* [Sayfa metni]:

+===+

Milliyetçi Hareket Partisi Genel Başkan Adaylarından Prof Dr. Sait Gönen, 'darbe girişimi' ve 'Kurultay süreci'yle ilgili çok önemli basın açıklaması yaptı.
YÜCE TÜRK MİLLETİ’NE VE ÜLKÜCÜ MİLLİYETÇİ KAMUOYUNA seslenen MHP Genel Başkan Adayı Prof. Dr. Sait Gönen; Türk milletinin darbeleri hiç bir zaman kabul etmediğini belirterek, “15 Temmuz Cuma akşam saatlerinde yüce Türk ordusu içinde çöreklenmiş paralel çetenin terör hücrelerinin başını çektiği, hain ve alçak bir darbe kalkışması gerçekleşmiştir. Adına asker diyemeyeceğimiz bu teröristler; bu milletin silahlarını, milletin bizzat kendisine ve seçtiklerinin temsil merkezi olan Gazi Meclis’e yöneltmiş, kendi karargâhını işgal etmiş, ağır silahlarla milletimizi sindirmeye ve çirkin emellerini gerçekleştirmeye teşebbüs etmişlerdir.” dedi.
Gönen; darbe girişimiyle ilgili yapdığı değerlendirmede; önce yüce Türk ordusunun anayasal düzene bağlı kahraman evlatlarının cansiperane mücadelesi, yine emniyet teşkilatımızın yiğit evlatlarının üstün gayretleri, siyasi partilerimizin kararlı ve demokrat tavırları, medyamızın demokrasi ve hukuktan yana korkusuzca yaptıkları yayınlar, milletimizin feraseti ve mücadelesiyle akamete uğramıştır.'dedi.

+===+

* [Gösterilen veriler]:
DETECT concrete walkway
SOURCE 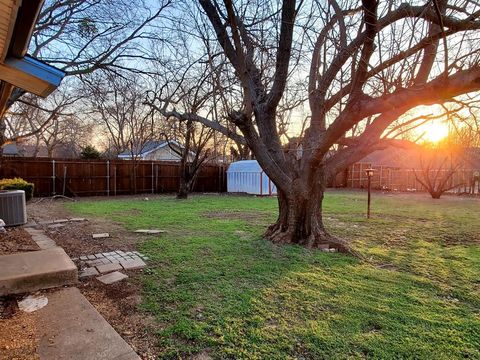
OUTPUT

+===+

* [Görev 1]:
Darbe açıklaması metnine göre darbe kalkışması hangi gün ve saatlerde gerçekleşti?
* [Görev 2]:
Lütfen darbe açıklaması metnini kaldığı yerden sürdürün.

* [Cevap 1]:
15 Temmuz Cuma akşam saatlerinde.

* [Cevap 2]:
MHP Genel Başkan Adayı Prof Dr. Sait Gönen; açıklamasını şöyle sürdürdü:
Türk milleti, bu alçakça oyuna ilk andan itibaren tepkisini göstermiş, adeta bir vatan savunmasıyla tankların ve silahların üzerine korkusuzca yürüyerek canı pahasına ülkesini ve demokrasiyi korumuştur. Asker, polis ve sivil 248 vatandaşımız şehit edilmiş, binlerce insanımız da yaralanmıştır. Kahraman şehitlerimize Cenab-ı Allah’tan rahmet, Ailelerine ve Yüce Türk Milleti’ne başsağlığı dileklerimi sunarken, gazilerimize Rabb’imden acil şifalar diliyorum.
DARBE KABUL EDİLEMEZ
Prof Dr. Gönen, yaptığı yazılı açıklamasında şu sözlere yer verdi. “Bu süreçte özellikle Genel Başkanımız Sayın Devlet Bahçeli, daha hiçbir hükümet yetkilisi ortada yokken hain teşebbüse karşı dik duruşunu göstermiş “Darbe kabul edilemez, seçilmiş hükümetin yanındayız!” diyerek kalkışmaya ilk psikolojik darbeyi vurmuştur. Bu tavrıyla Türk milletinin takdirini kazanmıştır. Yine ülkücülerin sokaklarda hem darbe karşıtı eylemleri hem de ordumuzun itibarını özenle koruyan davranışları, MHP’nin ve ülkücülerin bu millet, bu vatan ve devlet için ne kadar önemli ve gerekli olduğunun müşahhas göstergesidir.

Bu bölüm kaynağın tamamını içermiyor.